=== Begin Enclosure ===

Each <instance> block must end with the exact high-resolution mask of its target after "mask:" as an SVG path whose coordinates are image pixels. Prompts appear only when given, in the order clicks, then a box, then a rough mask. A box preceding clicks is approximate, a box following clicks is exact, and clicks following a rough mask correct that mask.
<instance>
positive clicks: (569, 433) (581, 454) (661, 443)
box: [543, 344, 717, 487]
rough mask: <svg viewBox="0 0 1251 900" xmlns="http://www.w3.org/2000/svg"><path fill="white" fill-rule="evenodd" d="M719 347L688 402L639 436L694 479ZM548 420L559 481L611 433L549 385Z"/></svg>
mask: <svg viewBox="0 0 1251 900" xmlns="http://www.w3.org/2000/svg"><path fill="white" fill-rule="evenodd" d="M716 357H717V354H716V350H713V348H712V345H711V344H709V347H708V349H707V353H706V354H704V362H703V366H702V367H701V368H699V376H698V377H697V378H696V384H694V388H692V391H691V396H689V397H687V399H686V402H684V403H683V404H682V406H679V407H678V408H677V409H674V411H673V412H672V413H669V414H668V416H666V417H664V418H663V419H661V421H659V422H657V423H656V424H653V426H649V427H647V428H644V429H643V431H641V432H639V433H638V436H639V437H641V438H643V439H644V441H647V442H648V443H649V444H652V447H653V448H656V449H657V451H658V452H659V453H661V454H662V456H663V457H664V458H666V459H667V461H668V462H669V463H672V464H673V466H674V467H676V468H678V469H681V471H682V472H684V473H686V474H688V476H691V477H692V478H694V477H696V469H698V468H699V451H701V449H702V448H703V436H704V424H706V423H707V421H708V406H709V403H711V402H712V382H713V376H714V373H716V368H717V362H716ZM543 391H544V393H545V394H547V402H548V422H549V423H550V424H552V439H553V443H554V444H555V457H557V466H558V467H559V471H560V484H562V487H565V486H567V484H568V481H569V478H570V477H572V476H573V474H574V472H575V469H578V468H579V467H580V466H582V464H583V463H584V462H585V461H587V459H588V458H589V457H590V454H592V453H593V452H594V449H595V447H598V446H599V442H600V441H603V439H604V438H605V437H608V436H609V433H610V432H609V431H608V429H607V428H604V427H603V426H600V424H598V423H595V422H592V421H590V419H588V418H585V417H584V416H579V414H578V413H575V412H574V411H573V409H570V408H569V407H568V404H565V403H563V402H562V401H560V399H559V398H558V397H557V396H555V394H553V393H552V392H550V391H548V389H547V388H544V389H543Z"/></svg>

=== End Enclosure ===

» **Your goal**
Every record shown above should be set down again exactly.

» **Exercise solution**
Each <instance> block must end with the exact high-resolution mask of its target after "mask:" as an SVG path whose coordinates are image pixels. Prompts appear only when given, in the order clicks, then a box, then a rough mask. A box preceding clicks is approximate, a box following clicks is exact, and clicks following a rough mask correct that mask.
<instance>
positive clicks: (569, 433) (581, 454) (661, 443)
box: [543, 344, 717, 487]
rough mask: <svg viewBox="0 0 1251 900" xmlns="http://www.w3.org/2000/svg"><path fill="white" fill-rule="evenodd" d="M719 347L688 402L639 436L694 479ZM548 420L559 481L611 433L549 385Z"/></svg>
mask: <svg viewBox="0 0 1251 900" xmlns="http://www.w3.org/2000/svg"><path fill="white" fill-rule="evenodd" d="M716 357H717V354H716V350H713V348H712V345H711V344H709V347H708V349H707V353H706V354H704V362H703V366H702V367H701V368H699V376H698V377H697V378H696V384H694V388H692V391H691V396H689V397H687V399H686V402H684V403H683V404H682V406H679V407H678V408H677V409H674V411H673V412H672V413H669V414H668V416H666V417H664V418H663V419H661V421H659V422H657V423H656V424H653V426H649V427H647V428H644V429H643V431H641V432H639V433H638V436H639V437H641V438H643V439H644V441H647V442H648V443H649V444H652V447H653V448H656V449H657V451H658V452H659V453H661V454H662V456H663V457H664V458H666V459H667V461H668V462H669V463H672V464H673V466H674V467H676V468H678V469H681V471H682V472H684V473H686V474H688V476H691V477H692V478H694V477H696V469H698V468H699V451H701V449H702V448H703V436H704V424H706V423H707V421H708V406H709V403H711V402H712V382H713V376H714V373H716V368H717V362H716ZM543 391H544V393H545V394H547V402H548V422H549V423H550V424H552V439H553V443H554V444H555V457H557V466H558V467H559V471H560V484H562V487H565V486H567V484H568V481H569V478H570V477H572V476H573V474H574V472H575V469H578V468H579V467H580V466H582V464H583V463H584V462H585V461H587V459H588V458H589V457H590V454H592V453H593V452H594V449H595V447H598V446H599V442H600V441H603V439H604V438H605V437H608V436H609V433H610V432H609V431H608V429H607V428H604V427H603V426H600V424H598V423H595V422H592V421H590V419H588V418H585V417H584V416H579V414H578V413H575V412H574V411H573V409H570V408H569V407H568V404H565V403H563V402H562V401H560V399H559V398H558V397H557V396H555V394H553V393H552V392H550V391H548V389H547V388H544V389H543Z"/></svg>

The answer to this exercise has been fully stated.